### EXTRAIT DU TEXTE
····················

La narratrice quitte son amant après une liaison de six ans. Mais lorsque celui-ci lui annonce qu'il fréquente une autre femme et choisit de vivre avec elle, une douleur, une souffrance surgissent. Puis, insidieusement, la jalousie et l'obsession terrible de cette Autre, dans la vie de son ex-amant. Un sentiment troublant et déconcertant d'avoir perdu une exclusivité, une place, d'être dépossédée d'un acquis, d'être remplacée par cette Autre.
L'Usage de la photo, avec Marc Marie, textes d'après photographies, 2005.
Dans ce livre écrit à quatre mains avec Marc Marie, son compagnon ou amant, l’usage de la photo consiste à saisir des photos de vêtements éparpillés au sol juste avant l’amour, tombés là. Puis chacun commente la photo de son côté. « Photo, écriture, à chaque fois il s’est agi pour nous de conférer davantage de réalité à des moments de jouissance irreprésentables et fugitifs. De saisir l’irréalité du sexe dans la réalité des traces». Mais ce livre est double : outre les photos censées traduire l’amour, il est beaucoup question du cancer du sein et de la chimio vécues par l’auteur.
Les Années, 2008.
Ce roman – qui est souvent considéré comme une œuvre majeure d’Annie Ernaux - oscille entre des descriptions de photos décrivant l'autrice, prises entre 1941 et 2006, et la peinture des époques auxquelles ces photos ont été prises, à travers les souvenirs qui se sont gravés dans son esprit, choisis pour leur pertinence sociologique. Le roman brasse 60 ans d'histoire commune avec le récit de l'existence unique de l'autrice qui met à distance celle qu'elle fut par l'usage de la troisième personne. Son histoire est à la fois personnelle, impersonnelle et collective.
L'Autre Fille, 2011.

····················

### EXTRAITS DU LISTING
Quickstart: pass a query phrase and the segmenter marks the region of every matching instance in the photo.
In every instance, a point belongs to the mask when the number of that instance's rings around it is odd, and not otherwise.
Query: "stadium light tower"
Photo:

····················

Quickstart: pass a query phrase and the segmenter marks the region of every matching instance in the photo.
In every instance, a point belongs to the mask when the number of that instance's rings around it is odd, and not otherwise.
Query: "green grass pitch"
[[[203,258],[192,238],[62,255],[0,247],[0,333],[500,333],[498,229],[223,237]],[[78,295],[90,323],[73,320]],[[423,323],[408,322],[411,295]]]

····················

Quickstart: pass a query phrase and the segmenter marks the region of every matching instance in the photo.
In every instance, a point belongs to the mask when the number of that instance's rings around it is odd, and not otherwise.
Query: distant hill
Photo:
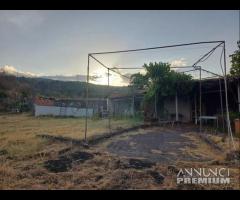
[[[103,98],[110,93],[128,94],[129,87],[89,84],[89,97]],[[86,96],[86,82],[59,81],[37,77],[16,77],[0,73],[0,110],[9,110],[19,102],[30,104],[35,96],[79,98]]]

····················

### CONSIGNES
a: Réécrivez l'extrait sur les livres d'Annie Ernaux en commençant par « L'Usage de la photo, avec » et en allant jusqu'à « vécues par l’auteur. », en remplaçant « compagnon » par « partenaire ».
b: Rédigez la suite de l'extrait sur les livres d'Annie Ernaux à partir de l'endroit où il s'arrête.

### CORRIGÉ
a:
L'Usage de la photo, avec Marc Marie, textes d'après photographies, 2005.
Dans ce livre écrit à quatre mains avec Marc Marie, son partenaire ou amant, l’usage de la photo consiste à saisir des photos de vêtements éparpillés au sol juste avant l’amour, tombés là. Puis chacun commente la photo de son côté. « Photo, écriture, à chaque fois il s’est agi pour nous de conférer davantage de réalité à des moments de jouissance irreprésentables et fugitifs. De saisir l’irréalité du sexe dans la réalité des traces». Mais ce livre est double : outre les photos censées traduire l’amour, il est beaucoup question du cancer du sein et de la chimio vécues par l’auteur.

b:
Avant la naissance d’Annie, ses parents ont eu une autre fille. Elle est morte à l'âge de six ans de la diphtérie. A part quelques bribes d’une conversation surprise, jamais Annie n'entendra un mot de la bouche de ses parents sur cette sœur inconnue. Elle ne leur posera jamais non plus une seule question. Mais même le silence contribue à forger un récit qui donne des contours à cette petite fille morte
L'Atelier noir, 2011.
Parallèlement à ses romans et récits, Annie Ernaux tient un journal dans lequel elle consigne au fil des jours ses réflexions et pensées sur la vie et ses recherches en écriture. Des fragments de ce journal sont ici réunis, rendant compte d’un long dialogue de l’écrivain avec elle-même.
Retour à Yvetot, 2013.
Pour la première fois, le 13 octobre 2012, à la demande de la municipalité d’Yvetot, Annie Ernaux accepte de rencontrer les habitants de la petite ville cauchoise où elle a passé son enfance et sa jeunesse. Le texte de cette conférence est ici publié, accompagné d’un cahier de photos personnelles et, en guise de légendes, des extraits de ses livres.
Regarde les lumières mon amour, 2014.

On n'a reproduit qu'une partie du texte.